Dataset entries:
========================================================================

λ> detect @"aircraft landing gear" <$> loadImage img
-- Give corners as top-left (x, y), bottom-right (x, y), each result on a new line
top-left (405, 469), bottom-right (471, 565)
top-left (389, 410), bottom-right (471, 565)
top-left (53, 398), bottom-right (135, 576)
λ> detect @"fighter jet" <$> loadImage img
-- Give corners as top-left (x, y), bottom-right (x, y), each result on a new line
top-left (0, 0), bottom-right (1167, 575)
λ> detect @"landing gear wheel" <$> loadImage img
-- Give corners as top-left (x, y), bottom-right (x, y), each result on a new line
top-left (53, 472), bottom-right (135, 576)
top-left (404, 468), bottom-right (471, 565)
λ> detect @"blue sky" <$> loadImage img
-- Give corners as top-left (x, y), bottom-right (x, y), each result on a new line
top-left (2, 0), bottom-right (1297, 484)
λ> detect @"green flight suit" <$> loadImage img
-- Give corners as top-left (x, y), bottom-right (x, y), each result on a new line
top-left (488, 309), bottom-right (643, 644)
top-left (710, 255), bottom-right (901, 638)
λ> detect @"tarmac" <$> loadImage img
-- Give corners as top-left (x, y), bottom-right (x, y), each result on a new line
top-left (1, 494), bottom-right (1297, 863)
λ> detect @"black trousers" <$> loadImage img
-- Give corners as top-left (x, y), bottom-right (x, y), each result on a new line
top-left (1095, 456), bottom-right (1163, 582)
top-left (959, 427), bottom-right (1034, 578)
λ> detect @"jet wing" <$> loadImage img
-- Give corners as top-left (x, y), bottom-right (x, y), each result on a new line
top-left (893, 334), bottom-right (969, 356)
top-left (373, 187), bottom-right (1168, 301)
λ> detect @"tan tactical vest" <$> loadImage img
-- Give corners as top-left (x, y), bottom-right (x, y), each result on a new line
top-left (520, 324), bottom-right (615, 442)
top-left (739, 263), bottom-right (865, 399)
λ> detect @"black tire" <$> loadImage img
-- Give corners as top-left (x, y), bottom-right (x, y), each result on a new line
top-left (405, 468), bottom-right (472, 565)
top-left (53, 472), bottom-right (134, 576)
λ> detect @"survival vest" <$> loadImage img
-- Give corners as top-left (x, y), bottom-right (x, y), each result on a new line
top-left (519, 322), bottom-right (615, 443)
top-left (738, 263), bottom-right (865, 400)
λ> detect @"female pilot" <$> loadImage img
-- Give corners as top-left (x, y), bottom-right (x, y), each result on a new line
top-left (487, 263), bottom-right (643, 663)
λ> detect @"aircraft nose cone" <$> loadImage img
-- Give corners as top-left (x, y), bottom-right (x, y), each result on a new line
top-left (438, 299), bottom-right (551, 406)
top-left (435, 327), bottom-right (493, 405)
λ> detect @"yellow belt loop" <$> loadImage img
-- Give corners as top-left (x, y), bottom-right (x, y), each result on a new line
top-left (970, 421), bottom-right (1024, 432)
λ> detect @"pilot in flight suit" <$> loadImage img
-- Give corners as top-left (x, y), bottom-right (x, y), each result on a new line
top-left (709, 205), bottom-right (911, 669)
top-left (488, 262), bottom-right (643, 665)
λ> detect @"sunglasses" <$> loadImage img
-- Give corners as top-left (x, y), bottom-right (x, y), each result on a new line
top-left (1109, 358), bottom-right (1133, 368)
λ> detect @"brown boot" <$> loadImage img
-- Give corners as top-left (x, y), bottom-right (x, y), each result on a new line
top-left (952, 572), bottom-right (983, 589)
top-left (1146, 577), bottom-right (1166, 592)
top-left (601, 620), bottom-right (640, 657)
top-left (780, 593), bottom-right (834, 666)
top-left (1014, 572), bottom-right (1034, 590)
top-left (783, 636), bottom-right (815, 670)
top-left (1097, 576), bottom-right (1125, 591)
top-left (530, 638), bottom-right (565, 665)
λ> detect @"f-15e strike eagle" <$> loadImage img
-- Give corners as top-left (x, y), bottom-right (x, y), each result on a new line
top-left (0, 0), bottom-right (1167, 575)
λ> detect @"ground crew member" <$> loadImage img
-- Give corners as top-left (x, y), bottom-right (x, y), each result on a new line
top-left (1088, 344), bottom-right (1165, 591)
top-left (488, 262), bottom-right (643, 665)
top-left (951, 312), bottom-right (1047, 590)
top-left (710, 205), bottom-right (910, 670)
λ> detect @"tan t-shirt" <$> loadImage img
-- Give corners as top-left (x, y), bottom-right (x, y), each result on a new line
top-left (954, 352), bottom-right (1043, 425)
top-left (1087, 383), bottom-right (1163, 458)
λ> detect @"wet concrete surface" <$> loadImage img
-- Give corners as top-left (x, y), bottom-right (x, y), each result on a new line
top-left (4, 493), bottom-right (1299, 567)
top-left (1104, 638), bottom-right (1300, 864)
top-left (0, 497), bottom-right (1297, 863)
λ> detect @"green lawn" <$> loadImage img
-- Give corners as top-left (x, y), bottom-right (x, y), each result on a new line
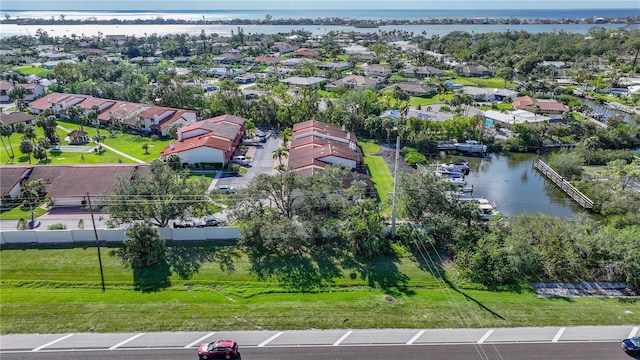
top-left (1, 245), bottom-right (638, 334)
top-left (13, 65), bottom-right (54, 77)
top-left (451, 76), bottom-right (515, 89)
top-left (359, 140), bottom-right (394, 204)
top-left (0, 204), bottom-right (48, 221)
top-left (57, 120), bottom-right (172, 162)
top-left (0, 126), bottom-right (134, 165)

========================================================================

The expected output is every entry above, character for character, with no pictures.

λ> detect @"aircraft landing gear" <$> loadImage img
-- Give corners as top-left (x, y), bottom-right (x, y), each result on a new line
top-left (405, 469), bottom-right (471, 565)
top-left (389, 410), bottom-right (471, 565)
top-left (53, 398), bottom-right (135, 576)
λ> detect @"fighter jet" <$> loadImage img
-- Give corners as top-left (x, y), bottom-right (x, y), each result on a new line
top-left (0, 0), bottom-right (1167, 575)
λ> detect @"landing gear wheel" <$> loadImage img
-- Give corners as top-left (x, y), bottom-right (x, y), each result on a new line
top-left (53, 472), bottom-right (135, 576)
top-left (404, 468), bottom-right (471, 565)
λ> detect @"blue sky" <$> loadImage img
-- Give corners as top-left (x, y), bottom-right (x, y), each result on a new line
top-left (2, 0), bottom-right (1297, 484)
λ> detect @"green flight suit" <$> loadImage img
-- Give corners as top-left (x, y), bottom-right (x, y), each result on a new line
top-left (488, 309), bottom-right (643, 644)
top-left (710, 255), bottom-right (901, 638)
λ> detect @"tarmac" <$> loadImage img
-- Give corners as top-left (x, y), bottom-right (x, y), each result on a new line
top-left (1, 494), bottom-right (1297, 863)
λ> detect @"black trousers" <$> loadImage img
-- Give corners as top-left (x, y), bottom-right (x, y), each result on a new line
top-left (1095, 456), bottom-right (1163, 582)
top-left (959, 427), bottom-right (1034, 578)
λ> detect @"jet wing" <$> loadImage img
-- Give corners as top-left (x, y), bottom-right (x, y), each result on a new line
top-left (893, 334), bottom-right (969, 356)
top-left (373, 187), bottom-right (1168, 301)
λ> detect @"tan tactical vest" <$> loadImage img
-- Give corners as top-left (x, y), bottom-right (x, y), each result on a new line
top-left (520, 324), bottom-right (615, 442)
top-left (739, 263), bottom-right (865, 399)
λ> detect @"black tire" <$> loadImage img
-- Give corners as top-left (x, y), bottom-right (x, y), each result on a new line
top-left (405, 468), bottom-right (472, 565)
top-left (53, 472), bottom-right (134, 576)
λ> detect @"survival vest" <$> loadImage img
-- Give corners as top-left (x, y), bottom-right (x, y), each result on a new line
top-left (519, 322), bottom-right (615, 443)
top-left (738, 263), bottom-right (865, 400)
λ> detect @"female pilot" <$> loadImage img
-- Give corners as top-left (x, y), bottom-right (x, y), each result on a new line
top-left (487, 263), bottom-right (643, 663)
λ> detect @"aircraft nose cone" <$> loadImage img
-- Give corners as top-left (x, y), bottom-right (x, y), each result on a new line
top-left (438, 299), bottom-right (551, 406)
top-left (435, 327), bottom-right (493, 405)
λ> detect @"yellow belt loop" <$> loadImage img
-- Give corners as top-left (x, y), bottom-right (x, y), each result on a new line
top-left (970, 421), bottom-right (1024, 432)
λ> detect @"pilot in flight suit" <$> loadImage img
-- Give corners as top-left (x, y), bottom-right (x, y), each result on a new line
top-left (709, 205), bottom-right (911, 669)
top-left (488, 262), bottom-right (643, 665)
λ> detect @"sunglasses" <$> loadImage img
-- Give corners as top-left (x, y), bottom-right (x, y), each result on a new line
top-left (1109, 358), bottom-right (1133, 368)
λ> detect @"brown boot" <$> loadImage img
-- Give corners as top-left (x, y), bottom-right (x, y), each result on a new line
top-left (952, 572), bottom-right (983, 589)
top-left (1146, 577), bottom-right (1166, 592)
top-left (601, 620), bottom-right (640, 657)
top-left (780, 593), bottom-right (834, 666)
top-left (1014, 572), bottom-right (1034, 590)
top-left (783, 636), bottom-right (815, 670)
top-left (1097, 576), bottom-right (1125, 591)
top-left (530, 638), bottom-right (565, 665)
λ> detect @"f-15e strike eagle" <$> loadImage img
-- Give corners as top-left (x, y), bottom-right (x, y), each result on a new line
top-left (0, 0), bottom-right (1167, 575)
λ> detect @"ground crew member" <$> loadImage img
-- Give corners as top-left (x, y), bottom-right (x, y), each result on a new line
top-left (1088, 344), bottom-right (1165, 591)
top-left (488, 262), bottom-right (643, 665)
top-left (951, 312), bottom-right (1047, 590)
top-left (710, 205), bottom-right (910, 670)
λ> detect @"tan t-shirt" <$> loadImage img
-- Give corners as top-left (x, y), bottom-right (x, y), each result on a new line
top-left (954, 352), bottom-right (1043, 425)
top-left (1087, 383), bottom-right (1163, 458)
λ> detect @"wet concrete surface" <$> loadImage img
-- Give corners as top-left (x, y), bottom-right (x, y), each result on a new line
top-left (4, 493), bottom-right (1299, 567)
top-left (1104, 638), bottom-right (1300, 864)
top-left (0, 497), bottom-right (1297, 863)
λ> detect @"green lawn" <$> loadImage img
-- Give corners as top-left (x, y), bottom-right (x, y), each result on a new line
top-left (1, 245), bottom-right (638, 334)
top-left (13, 65), bottom-right (54, 77)
top-left (451, 76), bottom-right (515, 89)
top-left (359, 140), bottom-right (394, 204)
top-left (0, 204), bottom-right (48, 221)
top-left (57, 120), bottom-right (172, 162)
top-left (0, 126), bottom-right (134, 165)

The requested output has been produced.